Aim of the exercise
Give back the records below word for word, keeping every line unchanged.

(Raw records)

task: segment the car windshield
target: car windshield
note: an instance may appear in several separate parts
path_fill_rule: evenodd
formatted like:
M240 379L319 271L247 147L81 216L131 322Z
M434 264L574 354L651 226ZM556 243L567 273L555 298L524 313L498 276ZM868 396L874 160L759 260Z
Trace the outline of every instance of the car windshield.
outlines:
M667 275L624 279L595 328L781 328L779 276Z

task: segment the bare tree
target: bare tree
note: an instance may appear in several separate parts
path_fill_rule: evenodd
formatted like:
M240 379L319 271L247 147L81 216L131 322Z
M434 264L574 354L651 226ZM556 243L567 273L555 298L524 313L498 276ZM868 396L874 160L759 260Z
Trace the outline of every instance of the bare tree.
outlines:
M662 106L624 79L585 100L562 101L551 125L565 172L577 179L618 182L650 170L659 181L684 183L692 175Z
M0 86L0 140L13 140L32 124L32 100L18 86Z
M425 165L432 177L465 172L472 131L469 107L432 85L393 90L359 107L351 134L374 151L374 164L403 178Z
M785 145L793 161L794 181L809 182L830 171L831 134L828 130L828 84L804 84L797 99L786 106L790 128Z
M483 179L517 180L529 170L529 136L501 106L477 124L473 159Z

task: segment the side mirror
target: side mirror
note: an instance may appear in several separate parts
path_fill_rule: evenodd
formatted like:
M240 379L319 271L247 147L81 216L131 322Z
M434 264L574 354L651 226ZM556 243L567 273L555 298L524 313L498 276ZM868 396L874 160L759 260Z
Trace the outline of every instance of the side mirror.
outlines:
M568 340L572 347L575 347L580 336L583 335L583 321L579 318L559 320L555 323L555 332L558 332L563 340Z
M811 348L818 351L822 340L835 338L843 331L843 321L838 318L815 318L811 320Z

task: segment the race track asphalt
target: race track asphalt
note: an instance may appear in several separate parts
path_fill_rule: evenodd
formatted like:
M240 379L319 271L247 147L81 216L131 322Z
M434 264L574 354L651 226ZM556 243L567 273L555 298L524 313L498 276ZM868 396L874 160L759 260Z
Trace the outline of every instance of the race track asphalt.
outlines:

Result
task: segment the car windshield
target: car windshield
note: an instance may appear in several separate parts
path_fill_rule: evenodd
formatted like:
M240 379L319 271L247 147L81 216L131 322Z
M434 264L574 354L651 226ZM556 243L567 273L555 298L524 313L498 276ZM868 396L874 160L759 260Z
Trace the outline of every instance of the car windshield.
outlines:
M667 275L624 279L595 328L781 328L779 276Z

task: segment the bare tree
target: bare tree
note: an instance may appear in several separate parts
path_fill_rule: evenodd
formatted like:
M240 379L319 271L247 147L81 216L131 322Z
M434 264L574 354L651 226ZM556 243L567 273L555 298L524 313L498 276ZM868 396L874 160L759 260Z
Trace the outline of every instance of the bare tree.
outlines:
M662 106L624 79L585 100L562 101L551 125L565 172L577 179L618 182L650 170L659 181L684 183L692 175Z
M0 86L0 140L13 140L32 124L32 100L18 86Z
M425 165L432 177L465 172L472 131L469 107L432 85L393 90L359 107L351 134L374 151L374 164L403 178Z
M785 145L793 161L794 181L809 182L830 171L831 134L828 130L828 84L804 84L797 99L786 106L790 128Z
M483 179L517 180L529 170L529 136L501 106L477 124L473 159Z

task: segment the side mirror
target: side mirror
note: an instance may appear in several separate parts
path_fill_rule: evenodd
formatted like:
M240 379L319 271L247 147L81 216L131 322Z
M434 264L574 354L651 226ZM556 243L567 273L555 298L524 313L498 276ZM868 396L874 160L759 260Z
Trace the outline of every instance of the side mirror.
outlines:
M568 340L572 347L575 347L580 336L583 335L583 321L579 318L559 320L555 323L555 332L558 332L563 340Z
M811 348L818 351L822 340L835 338L843 331L843 321L838 318L815 318L811 320Z

task: segment the race track asphalt
target: race track asphalt
note: an instance may appear in several separate parts
path_fill_rule: evenodd
formatted like:
M240 379L319 271L247 147L81 216L131 322Z
M434 264L574 354L651 226ZM556 243L567 273L555 298L524 313L498 276ZM868 396L874 160L759 260Z
Trace the outline of every instance of the race track asphalt.
outlines:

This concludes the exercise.